I have taken my practice of religion though, limited as it is, with me during my travels. Back on the trip that inspired this blog, in 2006, I upheld the fast on Yom Kippur while living in Moscow. This involved eating dinner with my host family as they celebrated Vera Nikolavena’s (the mother) name day, and then refusing the dessert that came with it, as it occurred after sunset (or at least the time I had designated as sunset, roughly 7:00 p.m.). I didn’t explain myself, which further confused them, since they thought I was a junk food junkie. The next morning I purposely woke up late to skip breakfast, then managed to get through wrestling practice without eating or drinking (fairly normal, actually), and then keep myself occupied the rest of the day. At sunset I sat in the upper balcony of a theater with the host family, as we attended the staging of a British play whose name I can’t remember. The play was a slapstick affair, but more importantly, I had snuck in a chocolate covered marshmallow, and during intermission I broke the fast in gourmet fashion.
Last year, I kicked off Passover in a location naturally hostile to my people, and wholly ill fitting our storied ways: South Carolina. My friend Tara took me to her family/community Seder in Greenville. Of course, everything was quite fine, and it was probably the most proper and pleasant Passover I’ve spent. But, in all fairness, we were more or less in the shadow of Bob Jones University. That has to count for something, right?

(Rows from a box labeling dataset)

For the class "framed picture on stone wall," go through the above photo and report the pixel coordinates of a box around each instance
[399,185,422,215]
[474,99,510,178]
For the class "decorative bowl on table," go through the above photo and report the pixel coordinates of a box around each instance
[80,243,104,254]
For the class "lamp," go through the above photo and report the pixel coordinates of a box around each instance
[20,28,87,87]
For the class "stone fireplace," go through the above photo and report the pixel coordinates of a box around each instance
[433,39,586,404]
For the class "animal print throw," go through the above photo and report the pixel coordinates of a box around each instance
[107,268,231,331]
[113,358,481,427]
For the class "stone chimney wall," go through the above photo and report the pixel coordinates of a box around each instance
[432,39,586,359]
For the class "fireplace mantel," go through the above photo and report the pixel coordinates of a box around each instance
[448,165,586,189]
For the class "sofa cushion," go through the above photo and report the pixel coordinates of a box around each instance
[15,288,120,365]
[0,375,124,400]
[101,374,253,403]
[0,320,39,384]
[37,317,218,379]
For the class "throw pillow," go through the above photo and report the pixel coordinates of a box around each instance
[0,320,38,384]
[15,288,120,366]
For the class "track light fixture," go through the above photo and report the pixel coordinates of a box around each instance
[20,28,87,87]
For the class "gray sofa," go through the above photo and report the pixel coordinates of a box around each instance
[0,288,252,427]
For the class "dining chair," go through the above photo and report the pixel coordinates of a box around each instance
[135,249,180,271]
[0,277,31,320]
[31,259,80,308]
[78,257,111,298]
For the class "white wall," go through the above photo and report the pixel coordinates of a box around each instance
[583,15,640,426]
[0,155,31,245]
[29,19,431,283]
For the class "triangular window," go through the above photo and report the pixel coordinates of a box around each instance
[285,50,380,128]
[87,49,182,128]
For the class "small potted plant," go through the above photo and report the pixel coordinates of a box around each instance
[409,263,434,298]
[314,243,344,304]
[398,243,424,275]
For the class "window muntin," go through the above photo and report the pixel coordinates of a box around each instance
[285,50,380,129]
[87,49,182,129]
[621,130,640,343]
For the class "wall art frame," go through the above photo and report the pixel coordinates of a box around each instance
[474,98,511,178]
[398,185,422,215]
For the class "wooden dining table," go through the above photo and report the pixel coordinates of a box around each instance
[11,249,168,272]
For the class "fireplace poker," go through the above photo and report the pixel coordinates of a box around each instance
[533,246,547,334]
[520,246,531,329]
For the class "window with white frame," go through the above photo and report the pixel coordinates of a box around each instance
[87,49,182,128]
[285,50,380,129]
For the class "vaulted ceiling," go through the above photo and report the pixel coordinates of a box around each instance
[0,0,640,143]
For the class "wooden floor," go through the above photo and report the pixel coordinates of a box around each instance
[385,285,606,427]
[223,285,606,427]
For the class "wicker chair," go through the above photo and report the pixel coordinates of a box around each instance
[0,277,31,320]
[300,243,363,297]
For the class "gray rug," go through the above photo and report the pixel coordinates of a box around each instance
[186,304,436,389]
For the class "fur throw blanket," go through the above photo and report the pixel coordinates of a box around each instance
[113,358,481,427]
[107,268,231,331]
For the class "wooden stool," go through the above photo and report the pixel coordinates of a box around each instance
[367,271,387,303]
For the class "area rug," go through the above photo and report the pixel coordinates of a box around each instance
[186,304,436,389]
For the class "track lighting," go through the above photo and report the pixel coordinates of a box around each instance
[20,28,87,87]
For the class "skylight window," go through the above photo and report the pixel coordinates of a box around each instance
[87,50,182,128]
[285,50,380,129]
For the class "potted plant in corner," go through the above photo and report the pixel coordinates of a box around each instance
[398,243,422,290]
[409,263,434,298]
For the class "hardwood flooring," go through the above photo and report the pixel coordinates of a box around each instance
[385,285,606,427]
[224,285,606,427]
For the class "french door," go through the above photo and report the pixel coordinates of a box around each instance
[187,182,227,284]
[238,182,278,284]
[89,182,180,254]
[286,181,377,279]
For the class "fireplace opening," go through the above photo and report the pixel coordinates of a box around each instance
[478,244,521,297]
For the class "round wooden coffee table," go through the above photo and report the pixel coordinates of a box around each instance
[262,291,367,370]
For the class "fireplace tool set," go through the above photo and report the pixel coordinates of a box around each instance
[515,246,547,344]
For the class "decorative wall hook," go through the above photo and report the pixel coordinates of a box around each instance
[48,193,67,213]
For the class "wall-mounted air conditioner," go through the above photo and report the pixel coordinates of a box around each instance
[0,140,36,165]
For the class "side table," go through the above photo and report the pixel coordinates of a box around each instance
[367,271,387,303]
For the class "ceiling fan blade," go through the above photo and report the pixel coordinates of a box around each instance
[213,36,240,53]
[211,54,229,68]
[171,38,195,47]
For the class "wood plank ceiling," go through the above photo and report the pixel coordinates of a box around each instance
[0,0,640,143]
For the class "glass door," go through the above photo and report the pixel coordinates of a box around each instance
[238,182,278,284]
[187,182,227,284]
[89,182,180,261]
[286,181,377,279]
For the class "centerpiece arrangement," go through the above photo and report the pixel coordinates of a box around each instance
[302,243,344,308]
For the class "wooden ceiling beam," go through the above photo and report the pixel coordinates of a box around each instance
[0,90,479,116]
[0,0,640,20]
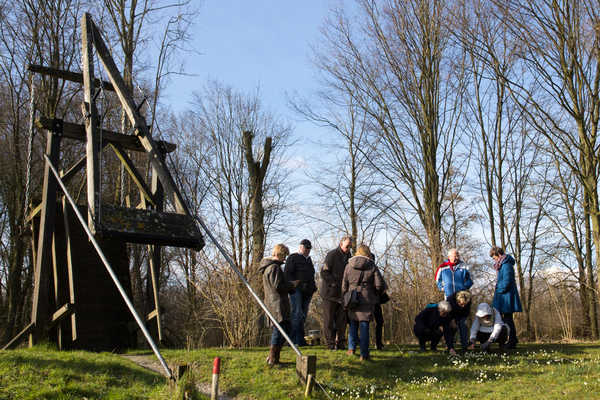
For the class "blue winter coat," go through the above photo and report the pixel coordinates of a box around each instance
[492,255,523,314]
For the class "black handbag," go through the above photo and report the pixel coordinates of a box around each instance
[379,292,390,304]
[342,271,365,309]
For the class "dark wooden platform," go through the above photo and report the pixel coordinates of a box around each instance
[39,203,136,352]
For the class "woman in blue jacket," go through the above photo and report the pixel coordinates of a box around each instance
[490,246,523,350]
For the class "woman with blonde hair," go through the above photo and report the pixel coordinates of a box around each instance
[342,244,385,361]
[258,244,300,366]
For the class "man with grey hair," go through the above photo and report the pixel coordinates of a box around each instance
[283,239,317,346]
[413,301,456,356]
[435,249,473,299]
[321,236,352,350]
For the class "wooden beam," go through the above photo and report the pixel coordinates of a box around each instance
[63,196,77,341]
[99,204,204,248]
[111,143,155,205]
[27,64,115,92]
[30,132,60,345]
[296,355,317,385]
[46,303,75,330]
[2,322,35,350]
[84,14,190,215]
[81,13,100,233]
[35,117,177,153]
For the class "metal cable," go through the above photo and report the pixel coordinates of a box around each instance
[23,72,35,220]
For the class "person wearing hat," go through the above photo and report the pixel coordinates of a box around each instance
[283,239,317,346]
[470,303,508,352]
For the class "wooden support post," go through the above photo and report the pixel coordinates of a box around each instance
[304,374,315,397]
[296,355,317,385]
[169,364,189,396]
[82,13,190,215]
[63,197,77,341]
[46,228,63,350]
[81,13,101,233]
[29,127,61,346]
[148,169,164,341]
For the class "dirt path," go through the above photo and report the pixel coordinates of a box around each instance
[123,354,235,400]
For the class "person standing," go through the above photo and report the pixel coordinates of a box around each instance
[435,249,473,299]
[258,244,300,366]
[413,301,456,356]
[283,239,317,346]
[448,290,471,353]
[490,246,523,350]
[321,236,352,350]
[342,245,385,361]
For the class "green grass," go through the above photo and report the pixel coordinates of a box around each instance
[0,343,600,400]
[0,344,169,400]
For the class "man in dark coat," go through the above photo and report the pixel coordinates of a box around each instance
[283,239,317,346]
[448,291,471,353]
[490,246,523,350]
[321,236,352,350]
[258,244,300,366]
[413,301,456,355]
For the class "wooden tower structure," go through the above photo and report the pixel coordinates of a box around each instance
[5,14,204,351]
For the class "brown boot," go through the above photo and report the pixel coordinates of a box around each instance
[267,345,279,367]
[273,345,286,367]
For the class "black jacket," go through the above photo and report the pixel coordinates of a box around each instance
[321,246,351,303]
[414,306,454,349]
[283,253,317,293]
[258,257,294,322]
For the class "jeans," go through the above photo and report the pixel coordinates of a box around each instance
[452,317,469,349]
[348,320,369,357]
[323,299,348,350]
[375,304,384,346]
[502,313,519,345]
[290,288,313,346]
[271,321,292,346]
[413,326,444,350]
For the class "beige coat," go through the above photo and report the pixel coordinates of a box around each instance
[342,256,385,321]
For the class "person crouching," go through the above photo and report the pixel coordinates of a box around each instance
[413,301,456,356]
[258,244,300,366]
[469,303,509,353]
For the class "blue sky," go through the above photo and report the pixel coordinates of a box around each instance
[167,0,328,129]
[165,0,344,251]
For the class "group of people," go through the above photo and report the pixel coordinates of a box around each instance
[259,236,387,365]
[259,236,522,365]
[413,246,523,355]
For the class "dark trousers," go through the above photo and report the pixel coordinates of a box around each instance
[413,327,444,350]
[375,304,383,346]
[271,321,292,346]
[477,325,508,348]
[323,299,348,350]
[290,288,313,346]
[502,313,519,345]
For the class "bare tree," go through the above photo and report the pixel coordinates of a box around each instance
[166,81,292,347]
[287,88,385,250]
[0,0,81,342]
[314,0,472,273]
[497,0,600,338]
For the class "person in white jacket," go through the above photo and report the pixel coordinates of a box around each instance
[469,303,509,353]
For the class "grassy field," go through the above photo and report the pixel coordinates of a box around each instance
[0,343,600,399]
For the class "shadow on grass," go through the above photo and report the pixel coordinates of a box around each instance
[0,348,166,398]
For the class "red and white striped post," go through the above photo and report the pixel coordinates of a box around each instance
[210,357,221,400]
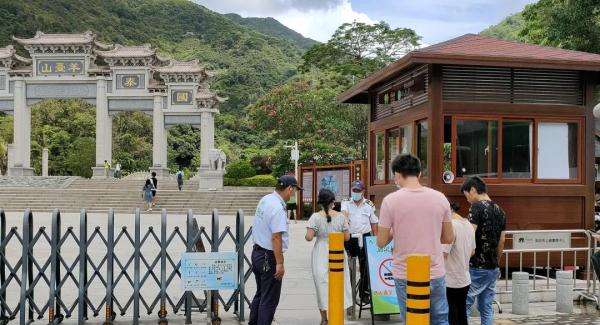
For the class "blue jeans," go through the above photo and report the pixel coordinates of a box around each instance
[467,268,500,325]
[394,277,448,325]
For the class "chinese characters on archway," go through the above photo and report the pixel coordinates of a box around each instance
[37,60,84,75]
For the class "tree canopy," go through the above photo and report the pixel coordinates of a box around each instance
[520,0,600,53]
[300,22,421,78]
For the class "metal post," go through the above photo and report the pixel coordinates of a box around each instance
[405,254,431,325]
[158,209,168,325]
[0,208,7,321]
[327,232,344,325]
[235,209,246,322]
[556,270,576,314]
[206,209,221,324]
[185,209,193,324]
[19,209,33,325]
[104,208,115,325]
[133,208,141,325]
[48,209,62,324]
[77,209,88,325]
[512,272,529,315]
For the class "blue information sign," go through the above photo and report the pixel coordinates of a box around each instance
[365,236,400,315]
[180,252,238,291]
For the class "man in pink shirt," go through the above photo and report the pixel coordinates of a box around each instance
[377,155,454,325]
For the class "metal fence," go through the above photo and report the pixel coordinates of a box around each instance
[0,209,252,324]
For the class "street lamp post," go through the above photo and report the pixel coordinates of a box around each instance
[284,141,301,221]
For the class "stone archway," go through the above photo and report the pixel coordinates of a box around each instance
[0,32,224,188]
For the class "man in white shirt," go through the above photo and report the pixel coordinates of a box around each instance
[341,180,379,301]
[442,203,475,325]
[248,175,301,325]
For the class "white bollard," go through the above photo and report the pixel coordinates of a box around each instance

### Tasks for this exercise
1. Which cities and states does the travel blog passage name?
2. Return the part of the travel blog passage starting at "Last year, I" and ending at "for something, right?".
3. Can you take the travel blog passage further from where it stops?
The listing is separate material and has no connection to the travel blog passage.

### Answers for the exercise
1. Moscow, South Carolina, Greenville

2.
Last year, I kicked off Passover in a location naturally hostile to my people, and wholly ill fitting our storied ways: South Carolina. My friend Tara took me to her family/community Seder in Greenville. Of course, everything was quite fine, and it was probably the most proper and pleasant Passover I’ve spent. But, in all fairness, we were more or less in the shadow of Bob Jones University. That has to count for something, right?

3.
Anyway, this time I’m in Spain for the holiday. Passover features the other tradition I try to uphold each year – no eating of leavened products for eight days (it would appear that most of the rituals I follow have to do with self-denial through eating methods. I wonder where I got that from). Again, my knowledge of the situation is flawed; I didn’t realize, for example, that rice is a no go until I went on a date with a Jewish girl during Passover. So sushi is an unlawful escape. But my diet in Spain is pretty basic as it is, so I thought I could manage pretty well. There was only one thing missing: Matzah.
“Well, I don’t think prison will ever be a problem for you,” Ben told me as we sat on a bench near the Sevilla Cathedral and ate lunch.
“Why’s that?” I asked.
“All they give you is bread and water, and you seem ok with that.”
It’s true. I was displaying my patented survival guide for how to travel and sustain yourself on the cheap: a 1-L carton of apple juice, a loaf of bread, and some form of chocolate is all you need. I followed this in Russia, perfected it when I swung through Helsinki, and have continued to preach its viability here on the Iberian Peninsula.
You would be right to presume, then, that not being able to eat bread for eight days would be difficult for me. My daily consumption before Passover has roughly been as follows: cereal (usually involving chocolate, as they’re big on chocolate cereal here) and maybe tea for breakfast; fried chicken or hamburgers with sautéed onions, a cup of apple juice, and a piece or two of bread for lunch; and whichever of chicken and hamburgers I didn’t have for lunch along with the same additions, or alternatively two pieces of bread with Nutella. So bread and leavened products (hello, cereal!) is a big part of my day-to-day Spain.
On all past Passovers, I’ve managed to cover up for the problem with bread’s thin, low-taste substitute specially designed for the holiday, namely matzah. You see, my penchant for eating a lot of bread is probably a legacy of my love for peanut butter. The gooey ochre cream is my favorite food, if that’s possible, and when I have it around, I eat a peanut butter sandwich once a day, on average.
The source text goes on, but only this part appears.